>>>>
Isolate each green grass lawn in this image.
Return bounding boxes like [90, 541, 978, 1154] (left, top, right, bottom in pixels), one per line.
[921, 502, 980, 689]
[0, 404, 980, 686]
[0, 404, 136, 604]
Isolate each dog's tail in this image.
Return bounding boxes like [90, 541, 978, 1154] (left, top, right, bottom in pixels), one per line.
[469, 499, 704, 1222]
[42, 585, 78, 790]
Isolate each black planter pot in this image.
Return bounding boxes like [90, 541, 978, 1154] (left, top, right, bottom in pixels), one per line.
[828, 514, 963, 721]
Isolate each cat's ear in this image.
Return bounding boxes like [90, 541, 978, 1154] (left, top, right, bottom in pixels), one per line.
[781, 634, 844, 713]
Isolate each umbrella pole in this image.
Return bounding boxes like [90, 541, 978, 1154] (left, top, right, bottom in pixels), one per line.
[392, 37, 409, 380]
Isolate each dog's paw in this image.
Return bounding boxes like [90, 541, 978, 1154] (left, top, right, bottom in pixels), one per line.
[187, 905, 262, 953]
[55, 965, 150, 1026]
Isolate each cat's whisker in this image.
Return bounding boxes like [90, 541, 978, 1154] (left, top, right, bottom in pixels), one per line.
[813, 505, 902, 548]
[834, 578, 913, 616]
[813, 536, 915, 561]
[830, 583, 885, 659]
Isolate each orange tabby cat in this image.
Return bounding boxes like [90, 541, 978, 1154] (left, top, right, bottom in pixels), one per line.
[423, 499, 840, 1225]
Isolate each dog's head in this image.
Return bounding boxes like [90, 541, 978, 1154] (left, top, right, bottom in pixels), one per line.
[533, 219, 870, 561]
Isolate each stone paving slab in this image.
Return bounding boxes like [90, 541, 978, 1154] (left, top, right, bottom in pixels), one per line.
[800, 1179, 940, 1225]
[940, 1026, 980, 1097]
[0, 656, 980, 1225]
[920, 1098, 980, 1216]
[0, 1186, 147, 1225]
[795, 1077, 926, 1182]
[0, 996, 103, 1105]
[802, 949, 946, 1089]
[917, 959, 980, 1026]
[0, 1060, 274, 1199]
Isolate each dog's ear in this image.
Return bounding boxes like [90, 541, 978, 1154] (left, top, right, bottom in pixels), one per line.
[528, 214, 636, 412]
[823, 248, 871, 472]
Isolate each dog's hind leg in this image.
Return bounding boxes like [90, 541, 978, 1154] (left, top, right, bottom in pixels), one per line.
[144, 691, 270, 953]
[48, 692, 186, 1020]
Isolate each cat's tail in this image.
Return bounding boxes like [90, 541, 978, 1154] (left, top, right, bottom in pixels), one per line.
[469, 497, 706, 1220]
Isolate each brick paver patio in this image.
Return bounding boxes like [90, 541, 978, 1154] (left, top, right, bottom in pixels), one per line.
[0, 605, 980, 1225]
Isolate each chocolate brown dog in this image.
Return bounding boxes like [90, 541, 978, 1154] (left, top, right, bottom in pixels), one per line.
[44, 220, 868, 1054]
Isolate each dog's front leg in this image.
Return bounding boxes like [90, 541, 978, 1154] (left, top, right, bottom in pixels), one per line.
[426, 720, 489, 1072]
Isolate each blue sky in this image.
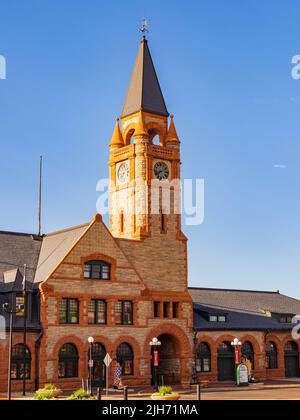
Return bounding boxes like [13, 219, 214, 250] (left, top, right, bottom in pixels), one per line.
[0, 0, 300, 298]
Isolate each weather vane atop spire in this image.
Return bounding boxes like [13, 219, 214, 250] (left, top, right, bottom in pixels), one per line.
[140, 18, 149, 39]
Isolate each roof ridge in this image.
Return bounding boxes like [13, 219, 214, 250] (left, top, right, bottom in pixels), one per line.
[0, 230, 37, 237]
[45, 223, 90, 238]
[189, 287, 284, 296]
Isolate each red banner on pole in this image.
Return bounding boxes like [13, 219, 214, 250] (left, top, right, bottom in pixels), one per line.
[153, 350, 159, 367]
[234, 349, 241, 365]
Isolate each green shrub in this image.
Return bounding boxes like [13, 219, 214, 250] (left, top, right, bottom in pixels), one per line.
[68, 389, 93, 401]
[33, 384, 61, 401]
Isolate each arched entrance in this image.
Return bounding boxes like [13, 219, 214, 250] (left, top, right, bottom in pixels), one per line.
[92, 343, 106, 388]
[218, 341, 235, 382]
[284, 341, 300, 378]
[156, 334, 181, 385]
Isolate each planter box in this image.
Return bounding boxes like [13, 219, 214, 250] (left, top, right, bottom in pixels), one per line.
[151, 393, 180, 401]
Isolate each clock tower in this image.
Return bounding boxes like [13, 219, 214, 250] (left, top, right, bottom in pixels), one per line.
[110, 36, 182, 240]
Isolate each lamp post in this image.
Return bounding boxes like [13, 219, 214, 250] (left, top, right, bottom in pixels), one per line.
[88, 337, 95, 395]
[149, 337, 161, 391]
[3, 303, 26, 400]
[23, 264, 27, 397]
[231, 338, 242, 381]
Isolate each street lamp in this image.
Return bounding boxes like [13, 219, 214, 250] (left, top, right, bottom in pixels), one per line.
[3, 303, 26, 400]
[149, 337, 161, 391]
[231, 338, 242, 380]
[88, 337, 95, 395]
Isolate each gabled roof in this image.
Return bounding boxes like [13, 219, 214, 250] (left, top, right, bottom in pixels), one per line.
[190, 288, 300, 315]
[34, 223, 90, 283]
[0, 232, 42, 284]
[194, 304, 292, 331]
[122, 39, 169, 118]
<<<<
▶ Task details
Present the data above as a JSON list of strings, one string per line and with blank lines omitted, covering all of the data. Leave the pictures out of the answer.

▶ Output below
[
  "Isolate each green grass lawn in this image.",
  "Return bounding boxes like [90, 541, 978, 1154] (left, top, right, bottom in pixels), one per line.",
  "[921, 502, 980, 689]",
  "[0, 404, 980, 686]",
  "[0, 404, 136, 604]",
  "Isolate each dog's tail in this image.",
  "Return bounding boxes like [90, 541, 978, 1154] (left, top, right, bottom in pixels), one per line.",
  "[469, 499, 704, 1222]",
  "[42, 585, 78, 790]",
  "Isolate each black planter pot in this image.",
  "Return bounding boxes like [90, 541, 978, 1154] (left, top, right, bottom in pixels), one per line.",
  "[828, 514, 963, 721]",
  "Isolate each cat's ear in this image.",
  "Return bounding boxes like [90, 541, 978, 1154] (left, top, right, bottom in pixels), one per line.",
  "[781, 634, 844, 713]",
  "Isolate each umbrella pole in this image.",
  "Return bounding boxes like [90, 541, 978, 1154] (left, top, right, bottom in pixels), one per line.",
  "[392, 37, 409, 380]",
  "Isolate each dog's paw in this image.",
  "Return bounding boxes like [90, 541, 978, 1154] (left, top, right, bottom in pixels), one per line.",
  "[187, 905, 262, 953]",
  "[55, 965, 150, 1026]",
  "Isolate each cat's whisker in this image.",
  "Return bounding boxes like [90, 541, 978, 1154] (left, top, right, bottom in pixels), one per line.",
  "[813, 505, 902, 548]",
  "[834, 578, 913, 616]",
  "[813, 536, 915, 561]",
  "[830, 583, 885, 659]",
  "Isolate each orange tabby cat in this image.",
  "Return bounding boxes like [90, 541, 978, 1154] (left, top, right, bottom in pixels), one per line.",
  "[423, 499, 840, 1225]",
  "Isolate each dog's head in this image.",
  "Return bounding boxes like [90, 541, 978, 1154] (left, top, right, bottom in pixels), one per line.",
  "[533, 219, 870, 561]",
  "Isolate each stone paving slab in this image.",
  "Return bounding boxes like [90, 541, 978, 1154] (left, top, right, bottom in pixels), one per line.",
  "[800, 1179, 940, 1225]",
  "[940, 1026, 980, 1097]",
  "[0, 656, 980, 1225]",
  "[920, 1098, 980, 1216]",
  "[0, 1186, 147, 1225]",
  "[795, 1077, 926, 1182]",
  "[0, 996, 103, 1105]",
  "[802, 949, 946, 1089]",
  "[917, 959, 980, 1026]",
  "[0, 1060, 274, 1199]",
  "Isolate each dog's ear in this image.",
  "Return bounding boxes like [90, 541, 978, 1154] (left, top, right, bottom in pixels), one per line.",
  "[528, 214, 636, 412]",
  "[823, 248, 871, 472]",
  "Isolate each dog's hind leg in this image.",
  "Return bounding boxes like [90, 541, 978, 1154] (left, top, right, bottom in pixels), one per line.",
  "[144, 691, 270, 953]",
  "[48, 692, 186, 1020]",
  "Isolate each cat's tail in this image.",
  "Return bounding boxes like [90, 541, 978, 1154] (left, top, right, bottom in pixels), one per line.",
  "[469, 497, 706, 1220]",
  "Isolate each brick paver patio in this image.",
  "Return bounding boxes like [90, 541, 978, 1154] (left, top, right, bottom in pixels), one per line.",
  "[0, 605, 980, 1225]",
  "Isolate each chocolate brown dog in this image.",
  "Return bounding boxes like [90, 541, 978, 1154] (left, top, right, bottom in pixels), one per line.",
  "[44, 220, 868, 1054]",
  "Isolate each dog's front leg in this image.",
  "Return bounding boxes like [90, 541, 978, 1154] (left, top, right, bottom in pixels), one per line.",
  "[426, 720, 489, 1072]",
  "Isolate each blue sky in this image.",
  "Return bounding boxes like [13, 219, 214, 250] (left, top, right, bottom in pixels), one per line.",
  "[0, 0, 300, 298]",
  "Isolate each weather vane atop spire in this image.",
  "Return bounding boxes like [13, 219, 214, 250] (left, top, right, bottom in pixels), one per line.",
  "[140, 18, 149, 39]",
  "Isolate each roof ridge in this image.",
  "Return bounding boxes like [13, 219, 214, 250] (left, top, right, bottom in pixels), one per line.",
  "[0, 230, 37, 237]",
  "[45, 223, 90, 238]",
  "[189, 287, 284, 296]",
  "Isolate each red banner on pole in this image.",
  "Return bounding boxes like [13, 219, 214, 250] (left, top, right, bottom in pixels), one per line.",
  "[153, 350, 159, 367]",
  "[234, 349, 241, 365]",
  "Isolate each green shrub in this image.",
  "Return bounding boxes like [13, 219, 214, 250] (left, top, right, bottom in pixels), one per line.",
  "[68, 389, 93, 401]",
  "[33, 384, 61, 401]",
  "Isolate each arched entrance in this image.",
  "Return bounding boxes like [13, 219, 214, 250] (left, top, right, bottom in pixels), one per line.",
  "[92, 343, 106, 388]",
  "[218, 341, 235, 382]",
  "[284, 341, 300, 378]",
  "[156, 334, 181, 385]",
  "Isolate each planter box in this image.",
  "Return bounding boxes like [13, 219, 214, 250] (left, top, right, bottom in pixels), one per line.",
  "[151, 393, 180, 401]",
  "Isolate each clock tower in this image.",
  "Return bounding boxes like [13, 219, 214, 250] (left, top, right, bottom in pixels), one per line.",
  "[110, 36, 182, 240]",
  "Isolate each lamp post in this image.",
  "Return bounding boxes like [13, 219, 214, 250] (left, top, right, bottom in pixels), one per line.",
  "[88, 337, 95, 395]",
  "[149, 337, 161, 391]",
  "[3, 303, 26, 400]",
  "[23, 264, 27, 397]",
  "[231, 338, 242, 381]",
  "Isolate each street lamp in this image.",
  "Return bounding boxes like [13, 219, 214, 250] (left, top, right, bottom in pixels), one per line.",
  "[3, 303, 26, 400]",
  "[149, 337, 161, 391]",
  "[231, 338, 242, 380]",
  "[88, 337, 95, 395]",
  "Isolate each gabled roof in this image.",
  "Return bounding boxes like [13, 219, 214, 250] (left, top, right, bottom in pixels), one per line.",
  "[190, 288, 300, 315]",
  "[34, 223, 90, 283]",
  "[0, 232, 42, 284]",
  "[194, 304, 292, 331]",
  "[122, 39, 169, 118]"
]